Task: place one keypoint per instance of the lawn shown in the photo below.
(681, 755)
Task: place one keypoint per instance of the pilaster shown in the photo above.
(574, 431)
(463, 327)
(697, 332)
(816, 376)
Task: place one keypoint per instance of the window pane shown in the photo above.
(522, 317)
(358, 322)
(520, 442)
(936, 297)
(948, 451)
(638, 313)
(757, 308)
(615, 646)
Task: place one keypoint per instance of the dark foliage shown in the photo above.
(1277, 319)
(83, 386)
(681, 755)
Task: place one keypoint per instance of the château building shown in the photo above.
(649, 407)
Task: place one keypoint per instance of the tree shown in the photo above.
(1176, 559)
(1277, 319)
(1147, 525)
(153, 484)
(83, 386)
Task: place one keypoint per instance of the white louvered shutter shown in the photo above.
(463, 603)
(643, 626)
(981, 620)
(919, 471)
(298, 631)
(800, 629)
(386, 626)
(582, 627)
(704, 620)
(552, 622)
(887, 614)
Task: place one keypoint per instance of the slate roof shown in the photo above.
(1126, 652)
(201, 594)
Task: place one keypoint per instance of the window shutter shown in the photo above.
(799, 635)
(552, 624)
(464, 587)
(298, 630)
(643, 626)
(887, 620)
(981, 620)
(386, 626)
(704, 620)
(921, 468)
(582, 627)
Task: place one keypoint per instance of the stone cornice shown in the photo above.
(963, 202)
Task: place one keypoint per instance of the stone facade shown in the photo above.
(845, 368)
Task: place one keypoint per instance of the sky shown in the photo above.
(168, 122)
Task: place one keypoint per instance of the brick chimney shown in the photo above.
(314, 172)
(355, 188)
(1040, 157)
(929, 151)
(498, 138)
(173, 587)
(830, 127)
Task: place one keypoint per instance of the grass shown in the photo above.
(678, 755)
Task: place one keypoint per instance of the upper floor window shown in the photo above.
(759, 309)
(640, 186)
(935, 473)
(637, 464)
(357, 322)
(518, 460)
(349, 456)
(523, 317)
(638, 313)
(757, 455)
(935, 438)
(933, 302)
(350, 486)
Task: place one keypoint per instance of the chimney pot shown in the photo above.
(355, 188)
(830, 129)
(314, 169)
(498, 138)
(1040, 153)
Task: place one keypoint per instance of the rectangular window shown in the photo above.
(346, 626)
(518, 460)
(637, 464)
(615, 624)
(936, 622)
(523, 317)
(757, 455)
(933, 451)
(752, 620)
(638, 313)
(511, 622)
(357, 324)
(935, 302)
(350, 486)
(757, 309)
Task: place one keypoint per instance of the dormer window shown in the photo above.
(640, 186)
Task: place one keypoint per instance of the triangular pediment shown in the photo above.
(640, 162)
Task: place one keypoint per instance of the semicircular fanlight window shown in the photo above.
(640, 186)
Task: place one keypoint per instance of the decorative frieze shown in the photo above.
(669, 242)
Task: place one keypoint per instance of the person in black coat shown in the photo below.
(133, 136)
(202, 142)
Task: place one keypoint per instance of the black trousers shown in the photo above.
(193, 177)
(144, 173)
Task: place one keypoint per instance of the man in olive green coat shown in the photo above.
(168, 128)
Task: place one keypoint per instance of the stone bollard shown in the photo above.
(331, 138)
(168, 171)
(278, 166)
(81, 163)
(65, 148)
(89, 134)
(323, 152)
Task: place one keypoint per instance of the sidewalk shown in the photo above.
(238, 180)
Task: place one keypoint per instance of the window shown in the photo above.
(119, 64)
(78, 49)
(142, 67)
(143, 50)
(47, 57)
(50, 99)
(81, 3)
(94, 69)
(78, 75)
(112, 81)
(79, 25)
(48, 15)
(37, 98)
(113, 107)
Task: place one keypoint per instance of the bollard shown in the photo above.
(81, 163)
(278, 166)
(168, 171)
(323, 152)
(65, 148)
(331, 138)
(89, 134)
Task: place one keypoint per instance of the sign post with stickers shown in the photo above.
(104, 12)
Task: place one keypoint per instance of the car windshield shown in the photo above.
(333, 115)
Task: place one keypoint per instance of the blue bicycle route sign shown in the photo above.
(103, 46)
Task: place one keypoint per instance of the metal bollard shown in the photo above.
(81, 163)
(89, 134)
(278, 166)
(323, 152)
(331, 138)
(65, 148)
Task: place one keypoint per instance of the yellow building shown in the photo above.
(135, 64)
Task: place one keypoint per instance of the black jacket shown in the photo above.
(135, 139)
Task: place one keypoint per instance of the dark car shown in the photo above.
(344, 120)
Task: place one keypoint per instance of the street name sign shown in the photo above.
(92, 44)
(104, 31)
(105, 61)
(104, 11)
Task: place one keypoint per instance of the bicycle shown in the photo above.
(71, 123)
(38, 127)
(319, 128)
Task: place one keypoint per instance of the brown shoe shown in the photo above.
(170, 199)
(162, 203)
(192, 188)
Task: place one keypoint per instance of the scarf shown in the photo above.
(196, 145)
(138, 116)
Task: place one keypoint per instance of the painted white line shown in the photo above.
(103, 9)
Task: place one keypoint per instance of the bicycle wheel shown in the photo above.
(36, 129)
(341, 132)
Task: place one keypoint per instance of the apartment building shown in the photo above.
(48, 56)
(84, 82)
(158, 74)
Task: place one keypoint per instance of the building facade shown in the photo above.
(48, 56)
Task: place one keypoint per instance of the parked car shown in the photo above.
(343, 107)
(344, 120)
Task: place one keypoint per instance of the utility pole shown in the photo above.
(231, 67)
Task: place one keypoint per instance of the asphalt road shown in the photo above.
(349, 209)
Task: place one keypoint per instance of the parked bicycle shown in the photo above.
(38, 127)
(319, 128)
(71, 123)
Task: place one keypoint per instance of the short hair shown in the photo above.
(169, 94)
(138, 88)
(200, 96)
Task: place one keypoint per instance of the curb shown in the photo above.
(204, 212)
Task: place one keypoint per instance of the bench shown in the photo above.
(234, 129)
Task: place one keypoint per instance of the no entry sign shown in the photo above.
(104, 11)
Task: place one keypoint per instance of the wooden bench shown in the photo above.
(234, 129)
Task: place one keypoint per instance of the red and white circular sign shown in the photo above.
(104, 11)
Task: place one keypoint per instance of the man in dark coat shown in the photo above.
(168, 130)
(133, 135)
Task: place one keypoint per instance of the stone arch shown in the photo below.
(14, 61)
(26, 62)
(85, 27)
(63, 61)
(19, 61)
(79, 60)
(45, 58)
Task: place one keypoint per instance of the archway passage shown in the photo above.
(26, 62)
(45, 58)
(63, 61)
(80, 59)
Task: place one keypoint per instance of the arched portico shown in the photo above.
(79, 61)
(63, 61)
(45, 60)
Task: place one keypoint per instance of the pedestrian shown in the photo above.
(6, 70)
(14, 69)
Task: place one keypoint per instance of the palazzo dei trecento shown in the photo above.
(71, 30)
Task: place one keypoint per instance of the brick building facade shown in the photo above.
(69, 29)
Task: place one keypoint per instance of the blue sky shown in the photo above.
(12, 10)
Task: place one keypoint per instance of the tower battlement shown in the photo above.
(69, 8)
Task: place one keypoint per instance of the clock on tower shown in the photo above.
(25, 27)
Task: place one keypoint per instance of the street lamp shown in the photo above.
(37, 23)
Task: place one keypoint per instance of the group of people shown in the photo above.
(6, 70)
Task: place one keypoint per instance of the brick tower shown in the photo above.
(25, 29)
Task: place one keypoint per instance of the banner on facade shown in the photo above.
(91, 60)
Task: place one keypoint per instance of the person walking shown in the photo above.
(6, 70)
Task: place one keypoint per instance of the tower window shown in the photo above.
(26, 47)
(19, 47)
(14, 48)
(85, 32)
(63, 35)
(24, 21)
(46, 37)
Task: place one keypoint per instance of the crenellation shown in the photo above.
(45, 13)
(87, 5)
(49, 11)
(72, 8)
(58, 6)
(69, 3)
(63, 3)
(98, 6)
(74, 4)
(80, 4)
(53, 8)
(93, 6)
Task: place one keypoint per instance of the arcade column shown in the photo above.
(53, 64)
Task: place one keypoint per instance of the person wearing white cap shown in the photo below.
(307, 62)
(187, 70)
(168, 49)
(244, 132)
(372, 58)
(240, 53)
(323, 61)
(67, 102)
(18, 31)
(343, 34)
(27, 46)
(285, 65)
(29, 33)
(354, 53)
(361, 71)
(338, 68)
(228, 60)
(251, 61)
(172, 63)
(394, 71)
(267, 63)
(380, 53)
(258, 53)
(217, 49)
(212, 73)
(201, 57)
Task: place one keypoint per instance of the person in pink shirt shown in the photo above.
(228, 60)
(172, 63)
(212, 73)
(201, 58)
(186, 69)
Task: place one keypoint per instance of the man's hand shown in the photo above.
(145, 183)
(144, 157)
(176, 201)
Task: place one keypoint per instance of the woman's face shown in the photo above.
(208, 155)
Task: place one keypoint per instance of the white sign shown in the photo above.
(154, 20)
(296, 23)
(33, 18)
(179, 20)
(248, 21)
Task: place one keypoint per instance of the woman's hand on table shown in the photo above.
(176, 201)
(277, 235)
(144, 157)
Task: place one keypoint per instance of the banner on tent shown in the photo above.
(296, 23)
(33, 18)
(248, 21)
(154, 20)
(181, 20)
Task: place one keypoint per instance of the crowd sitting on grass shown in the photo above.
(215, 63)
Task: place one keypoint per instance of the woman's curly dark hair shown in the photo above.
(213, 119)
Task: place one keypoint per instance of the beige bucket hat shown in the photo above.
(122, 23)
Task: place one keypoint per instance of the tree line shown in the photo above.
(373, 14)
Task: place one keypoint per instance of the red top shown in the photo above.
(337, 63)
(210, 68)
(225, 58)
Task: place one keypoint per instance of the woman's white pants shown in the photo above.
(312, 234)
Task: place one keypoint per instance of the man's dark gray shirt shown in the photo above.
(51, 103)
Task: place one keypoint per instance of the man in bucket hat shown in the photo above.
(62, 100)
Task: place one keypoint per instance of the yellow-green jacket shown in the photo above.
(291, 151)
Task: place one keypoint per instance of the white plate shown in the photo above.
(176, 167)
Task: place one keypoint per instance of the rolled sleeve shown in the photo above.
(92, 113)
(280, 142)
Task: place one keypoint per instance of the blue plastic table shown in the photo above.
■ ■ ■
The expected answer is a word-for-word copy of every line from the one that contains "Task: place one keypoint per instance of the tree line" through the final line of the material.

Task: place one keypoint per instance of the tree line shown in the photo above.
(373, 14)
Task: place one keypoint per instance of the red top shown in the photo above.
(337, 63)
(210, 68)
(225, 58)
Task: place one keypoint per instance of the woman's white pants shown in the photo above.
(312, 234)
Task: place one keypoint per instance of the man's dark gray shirt shown in the photo above.
(51, 103)
Task: place one keypoint per instance of the man in bucket hat shown in the photo above.
(62, 100)
Task: place one keypoint per instance of the yellow-green jacket shown in the photo above.
(291, 151)
Task: place one keypoint per instance of the white plate shown in the photo above.
(176, 167)
Task: place one keypoint per instance of the rolled sleeve shown in the photo above.
(92, 113)
(280, 142)
Task: place one keypoint per instance of the blue plastic table shown in the photo above.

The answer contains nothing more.